* BEGIN EXERCISE INPUTS *
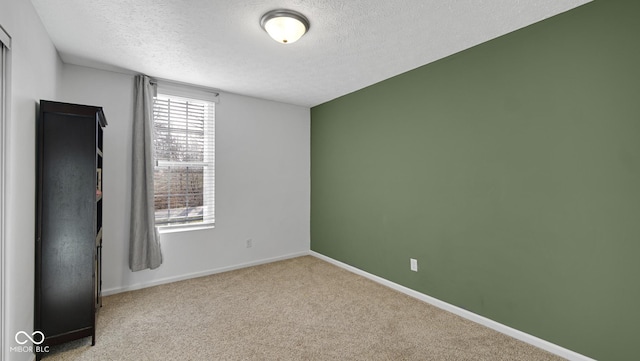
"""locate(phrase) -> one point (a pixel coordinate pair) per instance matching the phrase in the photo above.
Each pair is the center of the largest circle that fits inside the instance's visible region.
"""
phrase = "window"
(184, 151)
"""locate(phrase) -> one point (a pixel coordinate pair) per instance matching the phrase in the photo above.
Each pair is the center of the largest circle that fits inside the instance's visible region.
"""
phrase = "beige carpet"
(298, 309)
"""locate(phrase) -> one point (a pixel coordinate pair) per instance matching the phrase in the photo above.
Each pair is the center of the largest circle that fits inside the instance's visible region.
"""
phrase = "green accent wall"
(510, 170)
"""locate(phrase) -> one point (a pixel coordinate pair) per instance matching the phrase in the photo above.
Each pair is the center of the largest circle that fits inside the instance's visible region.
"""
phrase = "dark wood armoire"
(68, 221)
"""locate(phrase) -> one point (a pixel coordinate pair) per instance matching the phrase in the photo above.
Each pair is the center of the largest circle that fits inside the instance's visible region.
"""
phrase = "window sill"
(185, 228)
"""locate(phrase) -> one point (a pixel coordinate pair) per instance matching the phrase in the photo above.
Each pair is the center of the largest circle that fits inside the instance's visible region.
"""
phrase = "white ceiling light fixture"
(284, 26)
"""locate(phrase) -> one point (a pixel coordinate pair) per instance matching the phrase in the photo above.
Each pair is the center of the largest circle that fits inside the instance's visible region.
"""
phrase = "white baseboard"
(525, 337)
(113, 291)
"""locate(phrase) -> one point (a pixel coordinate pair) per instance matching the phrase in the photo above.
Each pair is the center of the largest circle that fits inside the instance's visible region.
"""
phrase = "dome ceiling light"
(284, 26)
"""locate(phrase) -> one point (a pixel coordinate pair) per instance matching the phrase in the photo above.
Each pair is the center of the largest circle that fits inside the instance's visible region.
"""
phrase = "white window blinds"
(184, 175)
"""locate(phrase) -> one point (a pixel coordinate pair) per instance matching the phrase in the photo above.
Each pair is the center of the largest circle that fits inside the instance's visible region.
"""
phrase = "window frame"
(182, 92)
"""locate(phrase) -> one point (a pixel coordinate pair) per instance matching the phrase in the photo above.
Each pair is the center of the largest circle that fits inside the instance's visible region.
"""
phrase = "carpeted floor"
(298, 309)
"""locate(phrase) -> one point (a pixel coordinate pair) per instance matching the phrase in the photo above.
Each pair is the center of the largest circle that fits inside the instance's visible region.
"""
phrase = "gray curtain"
(144, 245)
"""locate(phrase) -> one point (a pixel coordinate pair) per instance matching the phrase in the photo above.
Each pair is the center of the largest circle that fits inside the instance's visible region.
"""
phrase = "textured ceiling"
(219, 44)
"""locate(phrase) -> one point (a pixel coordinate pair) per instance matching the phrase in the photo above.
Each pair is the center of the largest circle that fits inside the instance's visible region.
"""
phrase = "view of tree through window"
(183, 164)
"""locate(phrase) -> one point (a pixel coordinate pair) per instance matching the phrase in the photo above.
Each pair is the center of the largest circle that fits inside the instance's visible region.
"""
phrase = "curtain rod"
(154, 81)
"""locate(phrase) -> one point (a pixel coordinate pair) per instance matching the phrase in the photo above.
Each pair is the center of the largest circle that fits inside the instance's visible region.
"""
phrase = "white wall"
(34, 75)
(262, 183)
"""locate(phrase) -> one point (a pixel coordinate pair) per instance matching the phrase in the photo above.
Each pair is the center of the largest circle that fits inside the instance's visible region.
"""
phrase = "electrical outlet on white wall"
(414, 264)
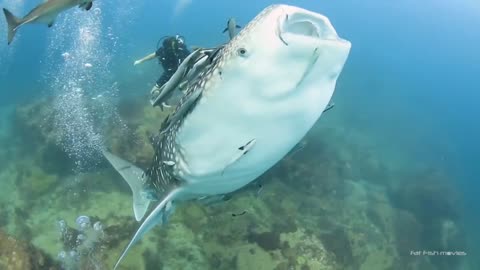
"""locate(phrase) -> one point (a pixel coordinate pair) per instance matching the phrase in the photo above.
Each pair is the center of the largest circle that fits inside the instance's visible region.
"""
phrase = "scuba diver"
(170, 55)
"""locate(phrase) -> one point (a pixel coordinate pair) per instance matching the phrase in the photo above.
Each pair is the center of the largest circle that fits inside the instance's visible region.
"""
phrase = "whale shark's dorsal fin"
(135, 179)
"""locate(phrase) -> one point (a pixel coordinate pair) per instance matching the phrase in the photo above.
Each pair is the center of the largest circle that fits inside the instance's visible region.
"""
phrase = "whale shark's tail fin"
(13, 23)
(135, 179)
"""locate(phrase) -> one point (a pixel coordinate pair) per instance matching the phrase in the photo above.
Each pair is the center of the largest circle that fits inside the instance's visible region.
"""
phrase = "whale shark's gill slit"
(304, 28)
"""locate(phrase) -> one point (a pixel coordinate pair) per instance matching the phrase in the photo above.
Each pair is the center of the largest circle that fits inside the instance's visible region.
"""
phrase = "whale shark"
(239, 115)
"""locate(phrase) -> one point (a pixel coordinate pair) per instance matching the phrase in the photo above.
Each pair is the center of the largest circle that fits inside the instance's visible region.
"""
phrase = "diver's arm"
(146, 58)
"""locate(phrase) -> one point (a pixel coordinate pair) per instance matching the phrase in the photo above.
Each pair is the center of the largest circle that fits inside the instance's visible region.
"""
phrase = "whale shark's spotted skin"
(164, 177)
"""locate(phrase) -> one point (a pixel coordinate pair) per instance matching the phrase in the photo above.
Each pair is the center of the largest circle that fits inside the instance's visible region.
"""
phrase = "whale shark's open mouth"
(307, 25)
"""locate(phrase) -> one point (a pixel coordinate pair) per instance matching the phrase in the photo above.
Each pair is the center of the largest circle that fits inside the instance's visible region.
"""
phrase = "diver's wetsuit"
(171, 55)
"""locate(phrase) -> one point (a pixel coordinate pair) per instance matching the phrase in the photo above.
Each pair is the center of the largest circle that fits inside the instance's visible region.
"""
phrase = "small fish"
(231, 27)
(242, 150)
(313, 60)
(43, 13)
(329, 107)
(166, 90)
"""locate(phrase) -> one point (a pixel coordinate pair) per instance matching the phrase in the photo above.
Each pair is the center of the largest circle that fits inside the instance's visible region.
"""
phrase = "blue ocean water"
(410, 85)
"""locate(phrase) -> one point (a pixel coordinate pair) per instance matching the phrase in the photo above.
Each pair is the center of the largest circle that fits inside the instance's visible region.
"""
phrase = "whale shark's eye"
(242, 52)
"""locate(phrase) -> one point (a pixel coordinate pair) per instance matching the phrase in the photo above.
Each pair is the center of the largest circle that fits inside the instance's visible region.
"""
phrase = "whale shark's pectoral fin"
(157, 216)
(135, 179)
(86, 5)
(89, 6)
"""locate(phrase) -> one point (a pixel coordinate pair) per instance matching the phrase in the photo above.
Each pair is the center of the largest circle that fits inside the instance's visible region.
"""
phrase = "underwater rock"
(267, 240)
(429, 195)
(338, 243)
(18, 255)
(33, 181)
(258, 260)
(33, 124)
(143, 122)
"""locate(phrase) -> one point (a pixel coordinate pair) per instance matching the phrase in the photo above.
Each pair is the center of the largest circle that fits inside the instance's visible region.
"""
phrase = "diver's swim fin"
(135, 179)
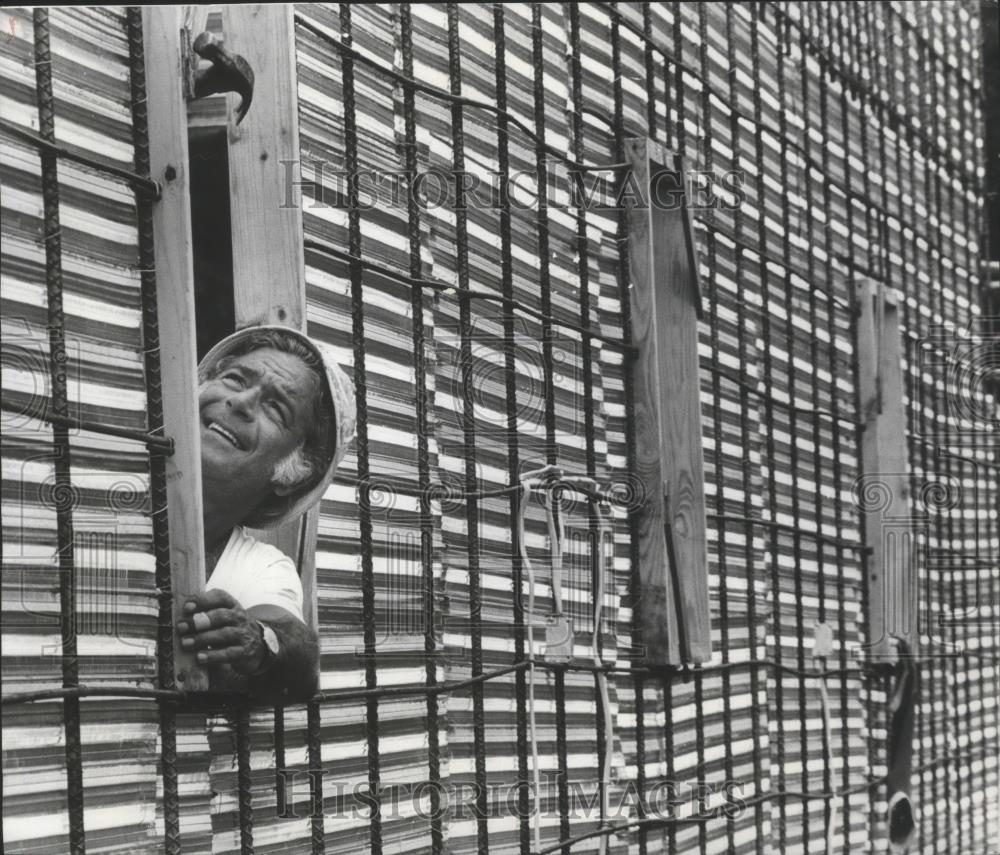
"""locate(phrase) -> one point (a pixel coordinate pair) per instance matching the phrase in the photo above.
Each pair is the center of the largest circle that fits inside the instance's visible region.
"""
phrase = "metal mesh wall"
(488, 339)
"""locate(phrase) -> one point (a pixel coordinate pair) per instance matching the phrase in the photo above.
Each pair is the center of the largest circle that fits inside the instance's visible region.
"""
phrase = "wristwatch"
(271, 647)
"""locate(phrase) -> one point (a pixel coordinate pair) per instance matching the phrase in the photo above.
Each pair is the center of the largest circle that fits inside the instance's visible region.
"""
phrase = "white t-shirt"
(257, 574)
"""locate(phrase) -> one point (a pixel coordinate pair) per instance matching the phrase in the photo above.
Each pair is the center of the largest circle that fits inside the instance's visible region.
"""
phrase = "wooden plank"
(884, 493)
(673, 565)
(268, 255)
(168, 152)
(268, 252)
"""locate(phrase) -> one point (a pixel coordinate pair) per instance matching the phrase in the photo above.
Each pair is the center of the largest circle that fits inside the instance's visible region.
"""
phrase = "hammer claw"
(230, 72)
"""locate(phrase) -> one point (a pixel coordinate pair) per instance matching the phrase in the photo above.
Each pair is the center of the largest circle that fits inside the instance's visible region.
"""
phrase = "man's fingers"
(218, 657)
(205, 601)
(223, 637)
(205, 620)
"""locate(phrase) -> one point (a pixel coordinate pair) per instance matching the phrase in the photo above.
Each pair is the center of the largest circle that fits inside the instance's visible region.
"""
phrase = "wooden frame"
(884, 488)
(168, 151)
(268, 251)
(666, 304)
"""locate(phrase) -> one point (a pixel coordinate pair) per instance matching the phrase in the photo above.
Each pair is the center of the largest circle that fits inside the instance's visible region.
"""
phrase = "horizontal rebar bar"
(141, 183)
(163, 444)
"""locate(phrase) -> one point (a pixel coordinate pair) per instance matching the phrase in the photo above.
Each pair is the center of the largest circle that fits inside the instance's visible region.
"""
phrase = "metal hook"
(230, 72)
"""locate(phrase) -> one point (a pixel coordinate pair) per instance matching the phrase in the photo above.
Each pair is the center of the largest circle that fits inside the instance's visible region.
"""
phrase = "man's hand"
(220, 632)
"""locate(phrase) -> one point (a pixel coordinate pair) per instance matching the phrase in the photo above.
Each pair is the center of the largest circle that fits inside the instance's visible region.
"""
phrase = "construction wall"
(852, 131)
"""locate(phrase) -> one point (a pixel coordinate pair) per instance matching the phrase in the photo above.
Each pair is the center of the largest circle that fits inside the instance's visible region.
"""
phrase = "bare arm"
(228, 638)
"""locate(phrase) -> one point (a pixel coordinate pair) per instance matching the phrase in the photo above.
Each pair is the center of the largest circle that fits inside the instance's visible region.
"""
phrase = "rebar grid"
(808, 31)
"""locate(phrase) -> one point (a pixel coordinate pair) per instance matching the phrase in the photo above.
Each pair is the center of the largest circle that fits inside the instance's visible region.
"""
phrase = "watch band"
(269, 639)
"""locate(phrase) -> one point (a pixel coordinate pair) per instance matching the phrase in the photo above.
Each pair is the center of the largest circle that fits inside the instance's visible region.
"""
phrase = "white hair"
(293, 470)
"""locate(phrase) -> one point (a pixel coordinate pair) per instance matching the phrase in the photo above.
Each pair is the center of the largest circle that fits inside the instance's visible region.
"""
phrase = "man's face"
(254, 413)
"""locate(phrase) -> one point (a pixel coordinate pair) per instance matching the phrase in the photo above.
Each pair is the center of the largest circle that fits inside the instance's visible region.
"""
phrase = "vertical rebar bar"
(244, 781)
(361, 441)
(745, 439)
(63, 491)
(511, 413)
(468, 427)
(154, 425)
(422, 430)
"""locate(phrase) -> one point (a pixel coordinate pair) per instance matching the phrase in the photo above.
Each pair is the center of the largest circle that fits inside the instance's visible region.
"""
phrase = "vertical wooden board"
(168, 151)
(268, 252)
(268, 255)
(674, 610)
(885, 490)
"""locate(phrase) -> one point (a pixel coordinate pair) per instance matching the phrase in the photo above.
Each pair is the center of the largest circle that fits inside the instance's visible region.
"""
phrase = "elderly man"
(277, 414)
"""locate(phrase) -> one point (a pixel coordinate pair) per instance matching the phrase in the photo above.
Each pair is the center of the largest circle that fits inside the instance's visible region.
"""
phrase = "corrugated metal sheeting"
(855, 128)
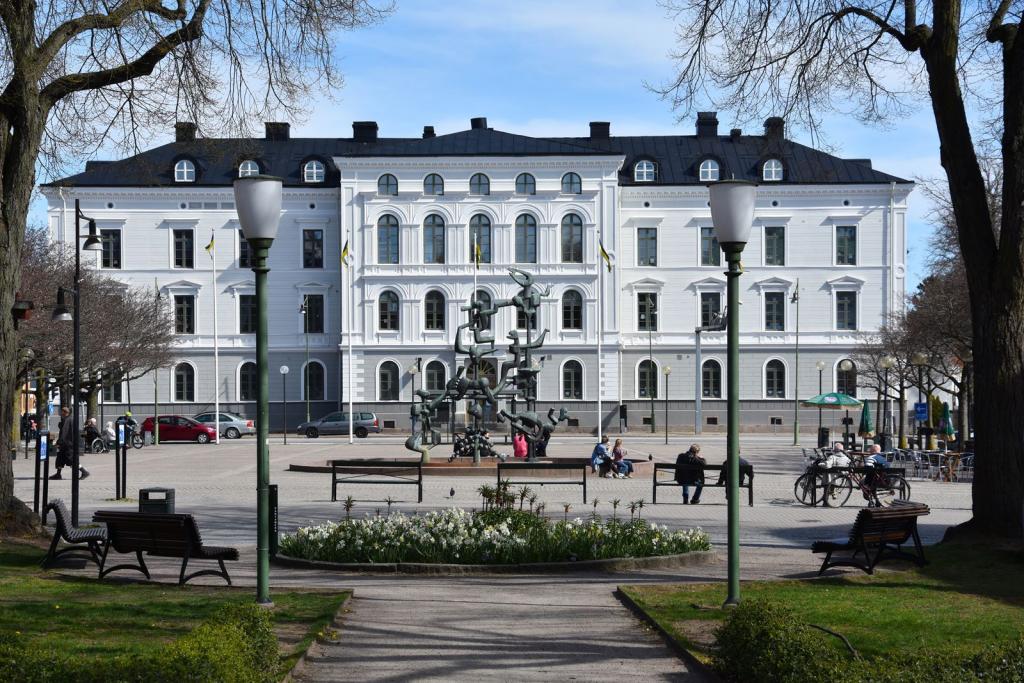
* END EXERCISE INPUTS *
#### AIM
Find and copy every line in the rows above that contains the string "rebar", matching case exactly.

#### REPLY TO THE EXERCISE
phrase = "horizontal rebar bar"
phrase = "rebar grid"
phrase = "vertical rebar bar"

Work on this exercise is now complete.